Request.
Change every "instance" in the entries below to "occurrence", then give the entries back with nothing else altered and the pictures left out.

Recorded information.
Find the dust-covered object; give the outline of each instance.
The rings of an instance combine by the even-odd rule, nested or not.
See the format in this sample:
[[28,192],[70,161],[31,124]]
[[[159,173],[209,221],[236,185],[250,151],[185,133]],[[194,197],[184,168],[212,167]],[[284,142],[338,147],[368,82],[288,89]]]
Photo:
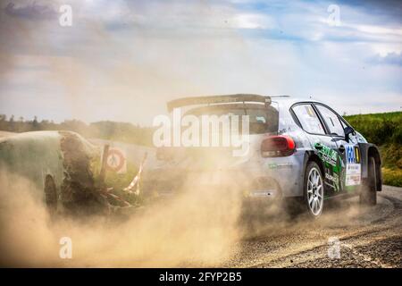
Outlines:
[[[60,131],[64,177],[61,186],[63,206],[70,212],[96,212],[105,207],[94,181],[91,160],[98,153],[80,135]],[[87,144],[86,144],[87,143]]]
[[132,207],[113,186],[99,181],[100,154],[100,147],[71,131],[0,139],[1,170],[27,178],[52,214],[112,214]]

Task answer.
Find the dust-covered object; give the outline of each occurrence.
The rings of an occurrence combine by the even-odd rule, nested or not.
See the format in this sample:
[[28,192],[70,161],[31,124]]
[[[159,173],[209,221],[236,185],[250,151],[185,133]],[[194,197],[184,168],[212,167]],[[284,142],[338,147],[368,82],[288,89]]]
Photo:
Outlines:
[[[60,131],[64,177],[61,186],[63,206],[70,212],[96,212],[105,207],[94,181],[91,160],[98,153],[80,135]],[[87,144],[86,144],[87,143]]]
[[132,207],[113,186],[99,181],[100,154],[100,147],[71,131],[0,139],[1,170],[27,178],[52,214],[112,214]]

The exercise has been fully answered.